BEGIN TASK INPUTS
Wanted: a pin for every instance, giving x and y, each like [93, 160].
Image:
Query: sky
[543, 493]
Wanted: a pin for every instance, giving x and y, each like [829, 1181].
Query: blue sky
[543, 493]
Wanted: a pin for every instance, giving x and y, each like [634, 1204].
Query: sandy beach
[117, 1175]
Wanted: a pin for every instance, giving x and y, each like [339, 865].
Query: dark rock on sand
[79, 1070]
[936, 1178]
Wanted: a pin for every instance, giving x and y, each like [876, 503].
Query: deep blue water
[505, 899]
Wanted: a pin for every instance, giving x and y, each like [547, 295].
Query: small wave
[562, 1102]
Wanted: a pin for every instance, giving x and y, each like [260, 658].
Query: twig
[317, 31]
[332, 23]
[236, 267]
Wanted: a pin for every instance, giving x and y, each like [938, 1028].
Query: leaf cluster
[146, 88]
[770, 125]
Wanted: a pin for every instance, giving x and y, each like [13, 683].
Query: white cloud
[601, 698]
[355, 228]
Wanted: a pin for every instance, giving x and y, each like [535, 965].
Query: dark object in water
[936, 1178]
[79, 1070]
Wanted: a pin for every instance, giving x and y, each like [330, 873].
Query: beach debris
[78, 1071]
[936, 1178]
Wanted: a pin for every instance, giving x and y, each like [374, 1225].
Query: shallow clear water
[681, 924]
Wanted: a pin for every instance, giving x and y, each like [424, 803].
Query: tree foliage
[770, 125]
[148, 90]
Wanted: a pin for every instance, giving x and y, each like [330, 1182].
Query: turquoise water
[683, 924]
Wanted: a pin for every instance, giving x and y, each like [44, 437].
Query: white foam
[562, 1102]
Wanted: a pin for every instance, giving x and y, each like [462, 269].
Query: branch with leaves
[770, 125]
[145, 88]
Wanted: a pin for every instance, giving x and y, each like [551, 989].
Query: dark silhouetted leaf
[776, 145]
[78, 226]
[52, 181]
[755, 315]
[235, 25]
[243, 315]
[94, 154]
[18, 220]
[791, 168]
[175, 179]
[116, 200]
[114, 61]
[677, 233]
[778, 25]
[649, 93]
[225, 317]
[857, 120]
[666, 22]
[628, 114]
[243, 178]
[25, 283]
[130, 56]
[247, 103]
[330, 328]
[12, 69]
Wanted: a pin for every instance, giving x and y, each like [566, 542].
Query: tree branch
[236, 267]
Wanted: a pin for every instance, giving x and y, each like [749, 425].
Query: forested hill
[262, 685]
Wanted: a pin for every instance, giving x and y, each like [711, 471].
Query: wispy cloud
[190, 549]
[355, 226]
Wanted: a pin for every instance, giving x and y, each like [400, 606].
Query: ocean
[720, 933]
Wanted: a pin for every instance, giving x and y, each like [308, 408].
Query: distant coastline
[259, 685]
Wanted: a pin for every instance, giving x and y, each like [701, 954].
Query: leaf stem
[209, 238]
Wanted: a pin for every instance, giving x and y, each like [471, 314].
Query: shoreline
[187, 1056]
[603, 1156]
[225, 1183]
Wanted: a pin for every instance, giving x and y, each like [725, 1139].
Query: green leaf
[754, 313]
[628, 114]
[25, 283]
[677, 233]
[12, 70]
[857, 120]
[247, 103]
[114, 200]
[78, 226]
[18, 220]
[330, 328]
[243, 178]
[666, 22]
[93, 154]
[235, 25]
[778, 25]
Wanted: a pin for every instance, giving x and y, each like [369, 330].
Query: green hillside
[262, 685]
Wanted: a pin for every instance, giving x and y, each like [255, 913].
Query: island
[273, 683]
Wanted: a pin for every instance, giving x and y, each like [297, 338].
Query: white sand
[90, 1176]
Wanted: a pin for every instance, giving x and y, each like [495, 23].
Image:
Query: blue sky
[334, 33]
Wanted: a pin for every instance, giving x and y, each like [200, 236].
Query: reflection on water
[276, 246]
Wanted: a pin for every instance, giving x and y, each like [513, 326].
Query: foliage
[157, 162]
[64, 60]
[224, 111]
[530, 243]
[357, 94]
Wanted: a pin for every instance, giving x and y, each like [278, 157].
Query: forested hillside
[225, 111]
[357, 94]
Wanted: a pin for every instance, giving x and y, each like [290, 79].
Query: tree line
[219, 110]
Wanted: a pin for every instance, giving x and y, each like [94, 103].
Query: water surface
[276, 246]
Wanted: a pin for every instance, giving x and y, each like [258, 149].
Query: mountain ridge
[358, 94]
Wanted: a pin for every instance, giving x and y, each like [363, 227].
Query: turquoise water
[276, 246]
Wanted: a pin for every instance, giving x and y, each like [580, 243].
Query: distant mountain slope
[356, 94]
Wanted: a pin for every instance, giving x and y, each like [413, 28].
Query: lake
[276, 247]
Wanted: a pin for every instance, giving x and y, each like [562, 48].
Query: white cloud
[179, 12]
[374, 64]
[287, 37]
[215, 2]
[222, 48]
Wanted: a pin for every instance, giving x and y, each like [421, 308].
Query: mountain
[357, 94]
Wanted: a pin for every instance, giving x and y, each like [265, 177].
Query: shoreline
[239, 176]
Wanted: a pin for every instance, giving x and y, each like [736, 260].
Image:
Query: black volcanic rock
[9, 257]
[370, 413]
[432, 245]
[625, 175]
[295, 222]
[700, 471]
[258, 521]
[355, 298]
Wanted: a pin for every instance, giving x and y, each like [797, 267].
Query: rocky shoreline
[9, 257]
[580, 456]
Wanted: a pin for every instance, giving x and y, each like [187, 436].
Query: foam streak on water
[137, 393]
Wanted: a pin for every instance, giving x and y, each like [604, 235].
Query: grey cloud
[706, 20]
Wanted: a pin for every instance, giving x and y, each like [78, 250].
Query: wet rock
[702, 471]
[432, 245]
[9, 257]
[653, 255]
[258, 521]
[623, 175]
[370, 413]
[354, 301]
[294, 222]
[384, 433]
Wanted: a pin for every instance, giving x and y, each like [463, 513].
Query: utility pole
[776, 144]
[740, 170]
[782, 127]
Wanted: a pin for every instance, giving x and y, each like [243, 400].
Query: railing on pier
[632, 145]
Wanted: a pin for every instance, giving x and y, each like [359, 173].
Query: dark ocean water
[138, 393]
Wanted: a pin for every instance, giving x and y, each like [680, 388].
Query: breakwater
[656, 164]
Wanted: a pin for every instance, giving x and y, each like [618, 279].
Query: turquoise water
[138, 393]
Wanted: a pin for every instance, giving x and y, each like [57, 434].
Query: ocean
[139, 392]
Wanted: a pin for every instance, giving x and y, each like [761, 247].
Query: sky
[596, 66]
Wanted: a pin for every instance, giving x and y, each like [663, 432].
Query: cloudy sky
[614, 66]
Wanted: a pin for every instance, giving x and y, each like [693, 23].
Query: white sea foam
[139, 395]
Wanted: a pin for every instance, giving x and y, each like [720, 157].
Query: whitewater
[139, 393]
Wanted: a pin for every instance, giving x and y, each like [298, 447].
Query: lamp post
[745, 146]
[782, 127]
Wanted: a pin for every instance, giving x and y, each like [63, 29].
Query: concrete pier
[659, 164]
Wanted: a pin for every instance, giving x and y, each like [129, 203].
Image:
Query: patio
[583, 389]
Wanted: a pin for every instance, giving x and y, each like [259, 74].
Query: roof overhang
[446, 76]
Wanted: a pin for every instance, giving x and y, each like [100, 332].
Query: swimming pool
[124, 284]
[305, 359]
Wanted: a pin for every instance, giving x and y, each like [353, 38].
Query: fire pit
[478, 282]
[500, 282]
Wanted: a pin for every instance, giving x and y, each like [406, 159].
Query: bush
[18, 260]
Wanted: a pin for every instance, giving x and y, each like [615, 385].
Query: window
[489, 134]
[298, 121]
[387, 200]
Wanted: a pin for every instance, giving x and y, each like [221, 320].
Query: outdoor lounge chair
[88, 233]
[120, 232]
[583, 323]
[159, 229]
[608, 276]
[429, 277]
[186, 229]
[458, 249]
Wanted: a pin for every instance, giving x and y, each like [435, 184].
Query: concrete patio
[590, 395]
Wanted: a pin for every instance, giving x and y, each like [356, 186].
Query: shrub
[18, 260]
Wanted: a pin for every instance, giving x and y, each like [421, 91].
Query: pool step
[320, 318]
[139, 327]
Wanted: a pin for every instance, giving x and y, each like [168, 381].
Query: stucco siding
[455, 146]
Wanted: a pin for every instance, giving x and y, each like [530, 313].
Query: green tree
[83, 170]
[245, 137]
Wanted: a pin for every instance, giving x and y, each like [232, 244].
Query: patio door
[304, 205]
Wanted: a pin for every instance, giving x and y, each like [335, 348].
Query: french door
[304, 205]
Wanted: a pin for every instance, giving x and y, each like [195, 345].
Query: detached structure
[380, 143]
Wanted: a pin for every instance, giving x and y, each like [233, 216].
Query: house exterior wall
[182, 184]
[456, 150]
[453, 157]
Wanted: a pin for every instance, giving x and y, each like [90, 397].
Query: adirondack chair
END TASK INPUTS
TASK ITEM: Send back an exact copy of only the lines from the line with "like [63, 29]." up to and including the line with "like [221, 320]." in the data above.

WRITTEN REPLY:
Wanted: a pin for every instance, giving x and y, each like [63, 29].
Query: concrete pier
[659, 164]
Wanted: a pin for every instance, giving x and y, each like [129, 203].
Image:
Query: patio
[583, 389]
Wanted: a pin for every instance, giving x and y, each like [259, 74].
Query: roof overhang
[446, 76]
Wanted: a pin for every instance, giving x and y, each like [100, 332].
Query: swimming pool
[124, 284]
[305, 359]
Wanted: a pin for every instance, giving x and y, each like [353, 38].
Query: fire pit
[478, 282]
[500, 282]
Wanted: a pin for every instance, giving x and y, each like [406, 159].
Query: bush
[18, 260]
Wanted: a pin for every instance, giving x and y, each like [615, 385].
Query: window
[489, 134]
[298, 121]
[387, 200]
Wanted: a pin for every instance, giving x and y, each like [221, 320].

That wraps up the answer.